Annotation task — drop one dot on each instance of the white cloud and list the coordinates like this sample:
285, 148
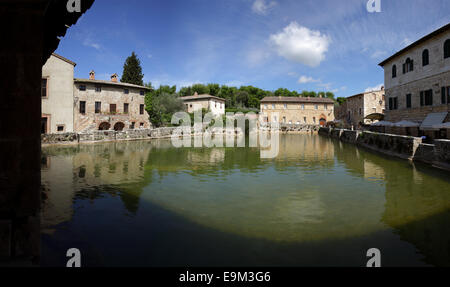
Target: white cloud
376, 88
89, 43
262, 8
305, 80
300, 44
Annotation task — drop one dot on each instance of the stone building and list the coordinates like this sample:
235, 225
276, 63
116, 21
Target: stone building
196, 102
57, 95
108, 105
355, 109
417, 81
297, 110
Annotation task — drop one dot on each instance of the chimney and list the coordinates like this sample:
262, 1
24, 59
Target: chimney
114, 78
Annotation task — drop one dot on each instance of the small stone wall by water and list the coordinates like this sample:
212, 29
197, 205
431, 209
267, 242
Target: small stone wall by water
97, 136
406, 147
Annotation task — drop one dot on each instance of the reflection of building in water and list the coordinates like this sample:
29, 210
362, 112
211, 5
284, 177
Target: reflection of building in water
417, 201
212, 156
86, 172
419, 212
305, 147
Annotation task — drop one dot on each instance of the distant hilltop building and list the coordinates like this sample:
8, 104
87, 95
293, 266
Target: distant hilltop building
356, 109
197, 102
417, 81
81, 105
297, 110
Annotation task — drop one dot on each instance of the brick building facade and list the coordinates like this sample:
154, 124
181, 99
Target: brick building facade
356, 108
108, 105
417, 81
297, 110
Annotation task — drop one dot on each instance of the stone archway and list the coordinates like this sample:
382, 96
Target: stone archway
323, 120
119, 126
104, 126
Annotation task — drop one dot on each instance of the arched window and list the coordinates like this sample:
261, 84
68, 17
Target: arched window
408, 66
447, 49
425, 57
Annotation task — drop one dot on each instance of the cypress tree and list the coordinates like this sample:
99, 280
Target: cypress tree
132, 71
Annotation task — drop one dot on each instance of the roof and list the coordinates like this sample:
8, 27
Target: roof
201, 97
296, 100
64, 59
365, 93
418, 42
433, 119
111, 83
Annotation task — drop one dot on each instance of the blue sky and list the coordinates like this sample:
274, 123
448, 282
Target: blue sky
296, 44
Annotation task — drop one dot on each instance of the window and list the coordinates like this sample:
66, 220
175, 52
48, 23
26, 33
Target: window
82, 107
443, 96
408, 101
98, 107
393, 103
44, 125
408, 66
112, 108
447, 49
425, 57
448, 95
44, 88
394, 71
426, 98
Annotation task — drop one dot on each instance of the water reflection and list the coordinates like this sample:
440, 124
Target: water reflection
315, 191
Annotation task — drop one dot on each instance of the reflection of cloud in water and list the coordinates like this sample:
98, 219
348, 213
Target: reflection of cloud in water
303, 208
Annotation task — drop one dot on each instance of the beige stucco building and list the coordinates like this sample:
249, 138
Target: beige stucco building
197, 102
417, 81
81, 105
108, 105
57, 95
355, 109
297, 110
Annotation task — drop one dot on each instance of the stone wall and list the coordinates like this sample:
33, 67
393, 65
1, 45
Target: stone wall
442, 153
406, 147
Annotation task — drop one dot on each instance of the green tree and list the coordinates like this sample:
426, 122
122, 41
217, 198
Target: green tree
341, 100
132, 71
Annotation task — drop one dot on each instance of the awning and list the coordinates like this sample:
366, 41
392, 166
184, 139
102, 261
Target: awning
442, 126
382, 124
407, 124
375, 117
432, 120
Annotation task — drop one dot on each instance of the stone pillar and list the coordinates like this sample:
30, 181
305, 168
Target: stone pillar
20, 113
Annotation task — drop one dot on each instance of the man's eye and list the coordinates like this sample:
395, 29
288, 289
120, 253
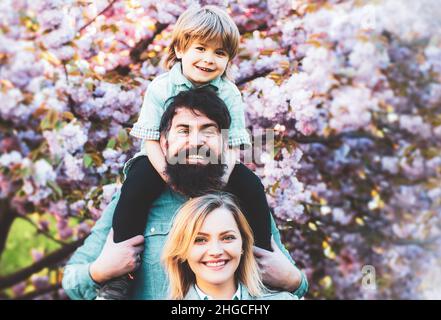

------------------------------------

> _Work to be completed_: Please give again, word for word, the lines from the one containing "Target: beige stucco building" through the last line of the listing above, inclusive, and leave out pictures.

> _Exercise answer_:
Target: beige stucco building
197, 102
417, 81
81, 105
108, 105
57, 95
355, 109
297, 110
Annotation task — drop one dot on each instance of the stone wall and list the coordinates like this sample:
33, 67
393, 65
1, 45
Target: stone wall
442, 153
406, 147
Annotation task — drop one dot on each instance of the green tree and list the coordinates like this sample:
426, 122
122, 41
217, 198
Target: green tree
341, 100
132, 71
Annotation task — drop one dot on each instance of the awning and list the coordinates like this sample:
366, 41
392, 166
184, 139
102, 261
Target: awning
442, 126
382, 124
407, 124
375, 117
432, 120
Annotation task — drop one dot on each instance of the stone pillar and list the coordinates like this sample:
30, 181
305, 168
Target: stone pillar
20, 113
Annotation task — drop one dot on each instance of the man's eye and list the coordinates like this sample:
395, 29
288, 289
120, 253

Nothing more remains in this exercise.